-- Provided passage --
** BEGIN **
Putting together the two words “seamless scaling” in
front of a technical audience is a very dangerous thing to do. The technically savvy
folks are walking around with plenty of scars from previous attempts to scale their
system – enough to know that there “scaling” and “seamless” couldn’t be further apart. But nevertheless, in this post I’m going to take the risk and do just
that 🙂
Basically what I’m going to try and argue
is that while scaling can’t be made seamless across the board, there are
different techniques to make scaling seamless in certain scenarios, or at least
very close to seamless. I will use GigaSpaces as an example of how to achieve seamless migration of existing JEE applications into a scale-out model, with zero or minimal change to the code. I’ll also outline our general principles, which I believe are applicable to any application seeking seamless scaling.
The seamless
scaling dogma
There has been a lot of discussion over the past year
about different patterns of scalability. I devoted quite a few of my posts on
this topic. Most of them centered around architecture – how we can use partitioning to avoid a data bottleneck, how we can use in-memory implementations to get better performance and concurrency compared to implementations based on the file-system, and how we can use an asynchronous event-driven architecture
as a better way to scale our business logic.
Randy Shoup outlined these principles nicely in his infoQ article, Scalability
Best Practices: Lessons from eBay. The dogma behind all these discussions and panels was that scaling requires a very rare set of skills, which average developers don’t have, and that’s why we’re still seeing plenty of
online system failure. The most recent was the iPhone
launch failure.
Does scaling really have to be
complex?
Well, if you look at Network Attached
Storage as an example, you’ll see there are alternatives to the traditional
dogma around scaling. With storage systems, we don’t really think of scaling that much.
** END **
-- Pointing records --
** BEGIN **
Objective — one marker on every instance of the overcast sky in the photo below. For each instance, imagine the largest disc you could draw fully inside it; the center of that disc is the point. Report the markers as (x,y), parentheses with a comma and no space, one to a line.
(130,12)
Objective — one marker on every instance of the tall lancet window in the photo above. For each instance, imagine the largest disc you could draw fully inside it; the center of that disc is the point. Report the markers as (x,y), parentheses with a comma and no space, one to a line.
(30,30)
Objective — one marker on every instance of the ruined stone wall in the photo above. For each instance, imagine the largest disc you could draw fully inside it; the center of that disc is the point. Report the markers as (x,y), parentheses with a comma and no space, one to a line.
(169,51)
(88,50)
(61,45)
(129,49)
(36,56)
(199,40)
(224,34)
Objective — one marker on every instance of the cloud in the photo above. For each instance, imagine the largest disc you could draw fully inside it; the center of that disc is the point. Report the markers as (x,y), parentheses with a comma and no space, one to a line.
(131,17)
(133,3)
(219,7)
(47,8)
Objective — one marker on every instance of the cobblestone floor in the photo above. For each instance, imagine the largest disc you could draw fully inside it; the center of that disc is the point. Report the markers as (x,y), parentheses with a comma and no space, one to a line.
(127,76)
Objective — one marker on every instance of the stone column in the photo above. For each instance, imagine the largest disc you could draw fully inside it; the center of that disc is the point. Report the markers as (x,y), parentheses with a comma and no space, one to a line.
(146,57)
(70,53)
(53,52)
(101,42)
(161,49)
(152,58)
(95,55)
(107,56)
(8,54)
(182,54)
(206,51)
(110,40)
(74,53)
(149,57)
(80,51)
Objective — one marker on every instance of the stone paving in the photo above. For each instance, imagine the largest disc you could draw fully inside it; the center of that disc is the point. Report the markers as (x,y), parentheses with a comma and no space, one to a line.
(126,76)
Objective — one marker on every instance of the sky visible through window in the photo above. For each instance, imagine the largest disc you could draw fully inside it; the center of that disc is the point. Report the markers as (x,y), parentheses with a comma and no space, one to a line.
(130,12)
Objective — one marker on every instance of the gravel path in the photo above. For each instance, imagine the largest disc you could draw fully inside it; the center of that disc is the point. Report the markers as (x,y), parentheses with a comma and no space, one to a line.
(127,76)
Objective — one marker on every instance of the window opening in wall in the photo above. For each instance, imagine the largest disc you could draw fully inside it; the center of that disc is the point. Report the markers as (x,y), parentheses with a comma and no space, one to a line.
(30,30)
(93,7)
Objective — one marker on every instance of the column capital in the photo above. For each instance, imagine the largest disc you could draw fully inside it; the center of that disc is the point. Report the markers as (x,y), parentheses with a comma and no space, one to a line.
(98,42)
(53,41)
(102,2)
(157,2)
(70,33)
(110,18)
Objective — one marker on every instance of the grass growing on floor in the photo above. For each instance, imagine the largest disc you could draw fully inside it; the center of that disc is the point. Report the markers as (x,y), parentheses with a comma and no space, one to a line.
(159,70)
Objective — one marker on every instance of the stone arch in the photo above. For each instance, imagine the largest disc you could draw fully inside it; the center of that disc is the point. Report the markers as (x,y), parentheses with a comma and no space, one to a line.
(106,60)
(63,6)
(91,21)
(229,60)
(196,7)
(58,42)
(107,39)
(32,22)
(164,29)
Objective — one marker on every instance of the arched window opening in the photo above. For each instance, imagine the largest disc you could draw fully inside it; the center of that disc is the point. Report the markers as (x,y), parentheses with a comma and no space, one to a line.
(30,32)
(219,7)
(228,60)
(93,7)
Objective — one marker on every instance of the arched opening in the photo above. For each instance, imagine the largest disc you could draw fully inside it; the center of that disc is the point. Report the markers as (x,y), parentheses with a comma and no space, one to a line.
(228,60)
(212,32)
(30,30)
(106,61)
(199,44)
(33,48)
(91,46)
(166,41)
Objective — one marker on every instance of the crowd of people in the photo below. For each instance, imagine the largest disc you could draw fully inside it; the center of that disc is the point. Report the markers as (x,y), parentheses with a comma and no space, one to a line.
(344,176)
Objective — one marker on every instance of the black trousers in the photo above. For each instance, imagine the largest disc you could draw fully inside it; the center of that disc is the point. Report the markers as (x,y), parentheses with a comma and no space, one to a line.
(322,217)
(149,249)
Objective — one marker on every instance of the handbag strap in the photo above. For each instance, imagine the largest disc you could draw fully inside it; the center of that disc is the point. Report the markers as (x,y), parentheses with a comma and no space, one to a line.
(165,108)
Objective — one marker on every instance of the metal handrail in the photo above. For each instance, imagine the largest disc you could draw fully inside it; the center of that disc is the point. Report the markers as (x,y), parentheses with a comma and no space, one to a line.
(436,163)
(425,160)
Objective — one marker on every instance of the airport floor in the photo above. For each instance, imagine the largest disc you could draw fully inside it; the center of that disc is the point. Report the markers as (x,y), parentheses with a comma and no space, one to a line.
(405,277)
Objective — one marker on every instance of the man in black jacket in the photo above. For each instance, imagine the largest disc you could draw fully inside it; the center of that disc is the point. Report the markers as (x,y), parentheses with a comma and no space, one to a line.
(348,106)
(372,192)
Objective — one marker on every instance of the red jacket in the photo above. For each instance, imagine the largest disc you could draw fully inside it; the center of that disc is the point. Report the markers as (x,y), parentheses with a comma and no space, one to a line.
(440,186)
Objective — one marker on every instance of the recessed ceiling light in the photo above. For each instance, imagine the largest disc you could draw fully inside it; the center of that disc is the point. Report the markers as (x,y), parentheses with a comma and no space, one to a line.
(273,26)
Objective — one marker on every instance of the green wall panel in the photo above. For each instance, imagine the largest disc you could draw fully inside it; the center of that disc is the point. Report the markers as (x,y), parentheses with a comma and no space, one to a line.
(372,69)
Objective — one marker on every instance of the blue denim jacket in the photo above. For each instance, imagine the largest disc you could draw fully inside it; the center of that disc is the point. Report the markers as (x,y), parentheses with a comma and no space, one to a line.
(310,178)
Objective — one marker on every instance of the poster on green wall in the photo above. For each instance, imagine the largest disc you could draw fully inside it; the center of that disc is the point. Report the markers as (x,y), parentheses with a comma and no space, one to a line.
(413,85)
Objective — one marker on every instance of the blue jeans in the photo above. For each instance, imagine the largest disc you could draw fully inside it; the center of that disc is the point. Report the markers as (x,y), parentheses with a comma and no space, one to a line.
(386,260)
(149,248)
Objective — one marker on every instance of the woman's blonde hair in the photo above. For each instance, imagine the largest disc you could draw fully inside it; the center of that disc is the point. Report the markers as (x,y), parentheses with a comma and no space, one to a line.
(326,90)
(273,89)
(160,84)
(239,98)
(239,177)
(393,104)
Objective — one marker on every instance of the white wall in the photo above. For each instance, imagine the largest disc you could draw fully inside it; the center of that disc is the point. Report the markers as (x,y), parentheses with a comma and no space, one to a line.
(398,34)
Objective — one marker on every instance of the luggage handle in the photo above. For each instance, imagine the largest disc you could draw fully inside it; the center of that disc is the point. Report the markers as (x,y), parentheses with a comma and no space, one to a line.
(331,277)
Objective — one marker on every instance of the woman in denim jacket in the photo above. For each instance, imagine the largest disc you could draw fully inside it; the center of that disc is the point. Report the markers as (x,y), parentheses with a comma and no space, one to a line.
** END **
-- Stated exercise --
Write out, word for word, the part of the post on seamless scaling from "Randy Shoup outlined" to "launch failure.". The items aren't needed for anything here.

-- Completed task --
Randy Shoup outlined these principles nicely in his infoQ article, Scalability
Best Practices: Lessons from eBay. The dogma behind all these discussions and panels was that scaling requires a very rare set of skills, which average developers don’t have, and that’s why we’re still seeing plenty of
online system failure. The most recent was the iPhone
launch failure.